• TASK: Show each line from the items below that contains the word "tattoo". Copy those lines in full.

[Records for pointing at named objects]
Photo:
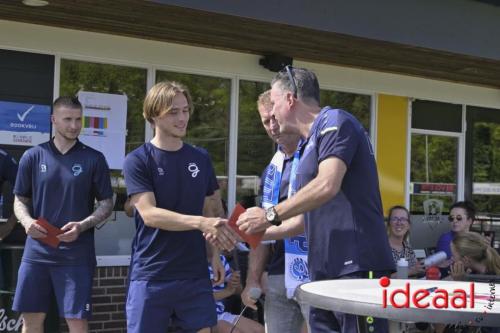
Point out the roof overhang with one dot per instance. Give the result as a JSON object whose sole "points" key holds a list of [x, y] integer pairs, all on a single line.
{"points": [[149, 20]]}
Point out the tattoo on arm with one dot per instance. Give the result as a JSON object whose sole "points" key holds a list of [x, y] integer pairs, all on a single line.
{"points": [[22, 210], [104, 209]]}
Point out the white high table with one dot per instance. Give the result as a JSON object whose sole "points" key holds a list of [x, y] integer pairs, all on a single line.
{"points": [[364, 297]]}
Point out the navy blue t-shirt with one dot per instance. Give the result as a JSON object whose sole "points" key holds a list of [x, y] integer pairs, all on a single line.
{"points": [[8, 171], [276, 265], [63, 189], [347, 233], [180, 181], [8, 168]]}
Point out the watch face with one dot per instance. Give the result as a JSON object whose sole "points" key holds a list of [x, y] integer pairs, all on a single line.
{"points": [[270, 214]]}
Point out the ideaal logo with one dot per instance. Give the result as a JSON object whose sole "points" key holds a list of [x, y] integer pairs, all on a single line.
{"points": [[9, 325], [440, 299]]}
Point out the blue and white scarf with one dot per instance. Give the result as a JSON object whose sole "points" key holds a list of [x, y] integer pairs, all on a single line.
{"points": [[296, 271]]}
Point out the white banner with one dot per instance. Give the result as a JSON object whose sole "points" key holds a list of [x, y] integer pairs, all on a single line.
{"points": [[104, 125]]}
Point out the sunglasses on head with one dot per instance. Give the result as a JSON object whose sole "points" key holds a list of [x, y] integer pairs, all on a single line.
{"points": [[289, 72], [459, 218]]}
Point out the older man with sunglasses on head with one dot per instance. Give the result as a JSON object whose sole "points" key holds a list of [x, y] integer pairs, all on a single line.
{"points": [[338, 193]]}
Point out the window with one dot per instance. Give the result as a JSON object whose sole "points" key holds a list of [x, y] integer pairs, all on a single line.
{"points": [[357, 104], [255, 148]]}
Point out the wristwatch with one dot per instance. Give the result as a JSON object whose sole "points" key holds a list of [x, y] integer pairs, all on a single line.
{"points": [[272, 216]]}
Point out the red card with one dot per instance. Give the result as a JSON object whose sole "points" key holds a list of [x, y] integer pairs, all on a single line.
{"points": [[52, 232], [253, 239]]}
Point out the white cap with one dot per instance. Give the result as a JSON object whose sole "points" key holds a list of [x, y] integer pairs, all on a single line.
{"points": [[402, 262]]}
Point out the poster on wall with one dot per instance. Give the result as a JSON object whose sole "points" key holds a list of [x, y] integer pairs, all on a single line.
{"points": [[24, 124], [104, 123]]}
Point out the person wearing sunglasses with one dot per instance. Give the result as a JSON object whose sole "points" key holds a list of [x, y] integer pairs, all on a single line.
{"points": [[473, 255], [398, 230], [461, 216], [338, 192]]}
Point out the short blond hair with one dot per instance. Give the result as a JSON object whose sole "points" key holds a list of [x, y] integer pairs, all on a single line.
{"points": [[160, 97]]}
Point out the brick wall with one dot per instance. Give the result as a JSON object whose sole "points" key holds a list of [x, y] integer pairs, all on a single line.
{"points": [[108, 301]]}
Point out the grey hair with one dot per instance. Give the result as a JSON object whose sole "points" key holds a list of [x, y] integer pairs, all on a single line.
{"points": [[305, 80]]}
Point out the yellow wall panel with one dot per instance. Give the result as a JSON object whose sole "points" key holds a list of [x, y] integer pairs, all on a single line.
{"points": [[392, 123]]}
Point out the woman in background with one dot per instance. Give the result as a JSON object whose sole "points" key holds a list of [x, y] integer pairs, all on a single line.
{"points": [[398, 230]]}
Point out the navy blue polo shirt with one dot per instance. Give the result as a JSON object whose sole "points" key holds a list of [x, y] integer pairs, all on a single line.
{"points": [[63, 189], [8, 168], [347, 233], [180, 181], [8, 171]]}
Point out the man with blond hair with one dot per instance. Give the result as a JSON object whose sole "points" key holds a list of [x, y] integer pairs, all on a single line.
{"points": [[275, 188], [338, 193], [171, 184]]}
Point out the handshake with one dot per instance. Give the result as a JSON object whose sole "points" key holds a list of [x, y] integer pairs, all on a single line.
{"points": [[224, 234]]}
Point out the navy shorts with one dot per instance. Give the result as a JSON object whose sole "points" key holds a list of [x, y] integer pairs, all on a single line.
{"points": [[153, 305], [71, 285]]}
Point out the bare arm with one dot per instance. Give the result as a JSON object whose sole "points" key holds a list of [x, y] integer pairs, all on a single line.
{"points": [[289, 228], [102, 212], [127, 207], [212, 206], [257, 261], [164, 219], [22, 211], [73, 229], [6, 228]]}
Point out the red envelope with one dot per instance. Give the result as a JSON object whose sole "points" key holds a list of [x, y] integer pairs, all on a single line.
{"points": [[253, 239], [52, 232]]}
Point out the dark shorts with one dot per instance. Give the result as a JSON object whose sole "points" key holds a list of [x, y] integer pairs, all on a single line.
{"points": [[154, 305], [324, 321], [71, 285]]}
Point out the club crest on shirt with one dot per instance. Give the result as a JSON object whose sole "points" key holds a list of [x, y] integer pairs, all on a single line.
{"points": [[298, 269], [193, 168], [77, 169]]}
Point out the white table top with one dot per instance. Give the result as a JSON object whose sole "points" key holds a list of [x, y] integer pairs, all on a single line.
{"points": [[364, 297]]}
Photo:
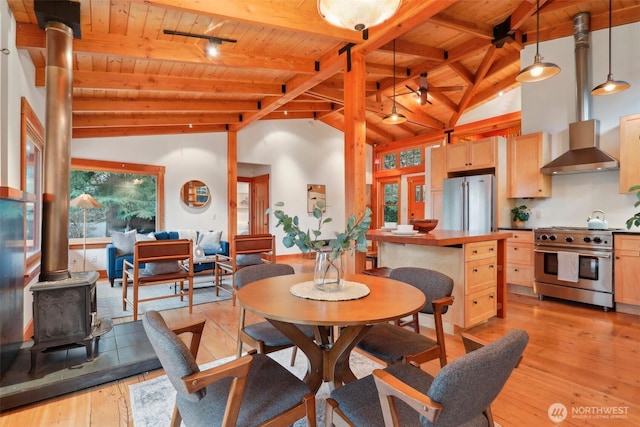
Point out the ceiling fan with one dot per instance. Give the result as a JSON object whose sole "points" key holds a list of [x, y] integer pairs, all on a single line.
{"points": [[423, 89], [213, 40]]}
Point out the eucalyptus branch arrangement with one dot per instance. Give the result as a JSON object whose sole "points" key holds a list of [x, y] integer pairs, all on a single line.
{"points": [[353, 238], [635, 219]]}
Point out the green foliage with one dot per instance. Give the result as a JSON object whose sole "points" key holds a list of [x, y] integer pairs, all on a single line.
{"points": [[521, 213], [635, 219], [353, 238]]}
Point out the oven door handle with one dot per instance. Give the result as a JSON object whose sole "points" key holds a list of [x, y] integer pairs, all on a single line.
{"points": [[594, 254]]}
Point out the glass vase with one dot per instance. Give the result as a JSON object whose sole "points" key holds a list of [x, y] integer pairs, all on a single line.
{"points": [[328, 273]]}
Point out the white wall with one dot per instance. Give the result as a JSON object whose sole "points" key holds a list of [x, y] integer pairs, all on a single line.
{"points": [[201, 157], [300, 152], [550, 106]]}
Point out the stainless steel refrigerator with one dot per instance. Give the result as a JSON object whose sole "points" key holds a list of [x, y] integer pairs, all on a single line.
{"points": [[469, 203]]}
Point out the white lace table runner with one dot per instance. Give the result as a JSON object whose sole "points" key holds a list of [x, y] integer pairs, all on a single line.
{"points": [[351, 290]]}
* * *
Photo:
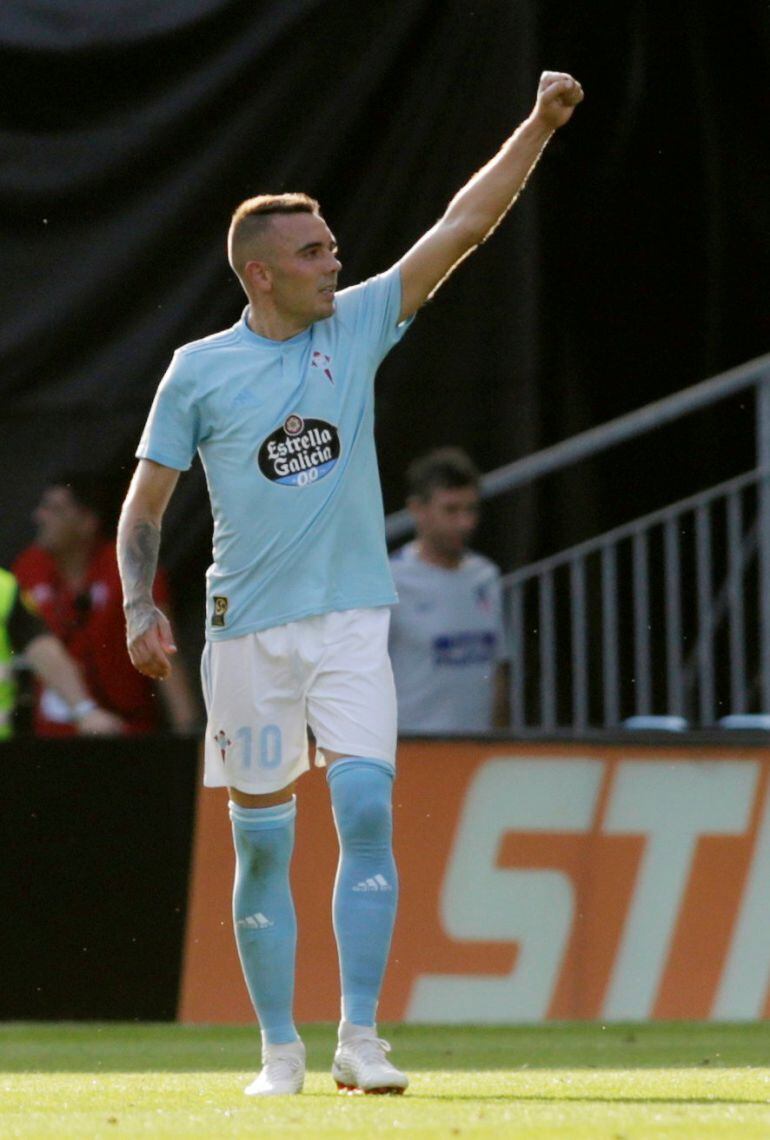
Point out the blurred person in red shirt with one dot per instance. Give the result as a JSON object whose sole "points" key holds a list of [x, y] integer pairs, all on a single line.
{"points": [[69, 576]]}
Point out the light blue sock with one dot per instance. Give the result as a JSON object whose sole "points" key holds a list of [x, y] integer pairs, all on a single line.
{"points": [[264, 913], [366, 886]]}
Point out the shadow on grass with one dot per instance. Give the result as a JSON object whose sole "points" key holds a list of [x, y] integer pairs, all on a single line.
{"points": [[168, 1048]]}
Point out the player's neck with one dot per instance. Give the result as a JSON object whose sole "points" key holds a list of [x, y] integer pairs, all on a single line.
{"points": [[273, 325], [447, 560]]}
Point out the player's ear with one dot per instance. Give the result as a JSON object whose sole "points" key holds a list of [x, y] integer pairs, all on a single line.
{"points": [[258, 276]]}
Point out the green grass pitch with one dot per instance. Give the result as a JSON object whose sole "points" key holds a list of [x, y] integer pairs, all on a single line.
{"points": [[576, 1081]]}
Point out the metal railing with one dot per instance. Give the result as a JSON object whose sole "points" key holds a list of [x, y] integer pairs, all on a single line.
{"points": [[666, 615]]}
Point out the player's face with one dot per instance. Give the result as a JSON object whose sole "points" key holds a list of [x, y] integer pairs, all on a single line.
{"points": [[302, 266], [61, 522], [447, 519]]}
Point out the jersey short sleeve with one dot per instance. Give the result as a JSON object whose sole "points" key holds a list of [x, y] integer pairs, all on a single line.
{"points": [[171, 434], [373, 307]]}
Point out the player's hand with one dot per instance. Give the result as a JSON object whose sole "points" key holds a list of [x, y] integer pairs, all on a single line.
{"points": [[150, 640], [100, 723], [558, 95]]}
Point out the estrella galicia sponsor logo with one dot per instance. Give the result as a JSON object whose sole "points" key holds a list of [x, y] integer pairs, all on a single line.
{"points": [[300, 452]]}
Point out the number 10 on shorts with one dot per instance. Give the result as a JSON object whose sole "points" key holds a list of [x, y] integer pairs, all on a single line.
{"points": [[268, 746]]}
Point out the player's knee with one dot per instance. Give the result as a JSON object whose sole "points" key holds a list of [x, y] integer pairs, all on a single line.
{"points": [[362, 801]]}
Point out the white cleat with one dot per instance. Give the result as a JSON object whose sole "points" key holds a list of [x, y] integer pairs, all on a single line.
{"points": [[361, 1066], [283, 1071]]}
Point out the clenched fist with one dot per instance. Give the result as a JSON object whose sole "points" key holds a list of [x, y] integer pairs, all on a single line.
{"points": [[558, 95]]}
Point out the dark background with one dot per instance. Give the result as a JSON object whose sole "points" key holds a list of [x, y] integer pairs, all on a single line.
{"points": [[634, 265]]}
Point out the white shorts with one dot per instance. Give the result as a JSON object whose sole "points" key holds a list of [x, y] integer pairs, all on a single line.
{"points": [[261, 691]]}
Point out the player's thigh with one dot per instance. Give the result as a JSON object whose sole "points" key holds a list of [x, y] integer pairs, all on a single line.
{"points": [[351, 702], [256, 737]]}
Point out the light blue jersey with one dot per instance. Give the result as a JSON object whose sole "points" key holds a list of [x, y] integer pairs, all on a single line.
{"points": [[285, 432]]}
==
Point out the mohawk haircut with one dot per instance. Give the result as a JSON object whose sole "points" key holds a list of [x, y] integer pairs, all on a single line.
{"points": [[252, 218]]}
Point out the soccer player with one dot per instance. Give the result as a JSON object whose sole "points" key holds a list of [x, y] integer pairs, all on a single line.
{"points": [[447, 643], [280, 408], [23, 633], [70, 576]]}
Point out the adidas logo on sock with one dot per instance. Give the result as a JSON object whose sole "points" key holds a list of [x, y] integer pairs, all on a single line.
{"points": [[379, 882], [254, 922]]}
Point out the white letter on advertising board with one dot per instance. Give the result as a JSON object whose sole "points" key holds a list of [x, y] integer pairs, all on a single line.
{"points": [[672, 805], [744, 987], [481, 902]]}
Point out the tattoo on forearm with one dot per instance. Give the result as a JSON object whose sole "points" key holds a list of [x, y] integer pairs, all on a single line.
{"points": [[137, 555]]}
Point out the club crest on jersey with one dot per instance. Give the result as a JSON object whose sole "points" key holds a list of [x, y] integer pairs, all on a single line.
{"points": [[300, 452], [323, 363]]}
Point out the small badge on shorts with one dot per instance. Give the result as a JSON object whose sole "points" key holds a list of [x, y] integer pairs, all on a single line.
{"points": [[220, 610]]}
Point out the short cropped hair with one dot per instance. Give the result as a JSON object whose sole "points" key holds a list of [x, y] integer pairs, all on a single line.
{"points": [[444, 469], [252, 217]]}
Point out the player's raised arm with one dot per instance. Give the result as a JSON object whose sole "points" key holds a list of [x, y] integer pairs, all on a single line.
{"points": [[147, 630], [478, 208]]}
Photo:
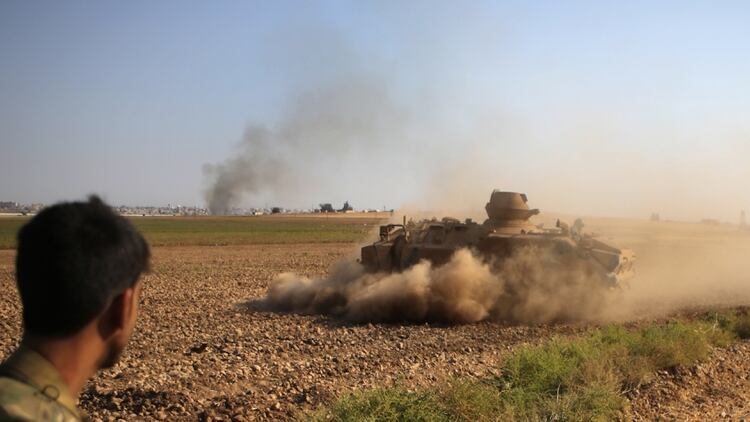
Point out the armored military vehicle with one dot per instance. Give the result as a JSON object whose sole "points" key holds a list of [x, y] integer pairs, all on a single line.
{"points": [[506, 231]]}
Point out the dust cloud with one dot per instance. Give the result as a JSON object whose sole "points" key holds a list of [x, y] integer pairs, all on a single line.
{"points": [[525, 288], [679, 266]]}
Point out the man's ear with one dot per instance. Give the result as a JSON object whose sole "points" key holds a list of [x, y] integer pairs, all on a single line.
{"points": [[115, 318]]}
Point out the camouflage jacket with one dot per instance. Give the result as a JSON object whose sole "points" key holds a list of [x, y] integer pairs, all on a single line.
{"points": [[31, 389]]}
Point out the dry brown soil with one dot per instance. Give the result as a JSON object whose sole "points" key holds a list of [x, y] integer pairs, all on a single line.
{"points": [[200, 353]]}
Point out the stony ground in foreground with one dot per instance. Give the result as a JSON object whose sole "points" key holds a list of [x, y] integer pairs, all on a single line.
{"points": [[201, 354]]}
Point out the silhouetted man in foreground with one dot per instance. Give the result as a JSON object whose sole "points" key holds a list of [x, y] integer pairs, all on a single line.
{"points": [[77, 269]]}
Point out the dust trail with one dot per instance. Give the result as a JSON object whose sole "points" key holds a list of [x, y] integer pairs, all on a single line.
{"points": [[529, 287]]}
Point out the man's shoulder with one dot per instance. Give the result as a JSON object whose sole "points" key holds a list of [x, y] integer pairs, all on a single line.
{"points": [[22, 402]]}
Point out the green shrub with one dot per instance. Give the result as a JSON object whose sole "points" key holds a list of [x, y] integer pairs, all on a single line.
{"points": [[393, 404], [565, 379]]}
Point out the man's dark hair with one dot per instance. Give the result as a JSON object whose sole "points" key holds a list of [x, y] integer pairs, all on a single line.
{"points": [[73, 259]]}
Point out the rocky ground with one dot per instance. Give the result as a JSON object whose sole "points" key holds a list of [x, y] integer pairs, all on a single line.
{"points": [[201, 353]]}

• OUTPUT OF THE TASK:
Point out the tattoo on arm with one dot per instance. Give the result as a JSON object whose sole "points" key holds a list of [x, y] integer pairs, all on a single line.
Point out the tattoo on forearm with one dot per instance. Give the result as a JSON object whose sole "points" key holds a list of [x, y] integer pairs, all on a single line.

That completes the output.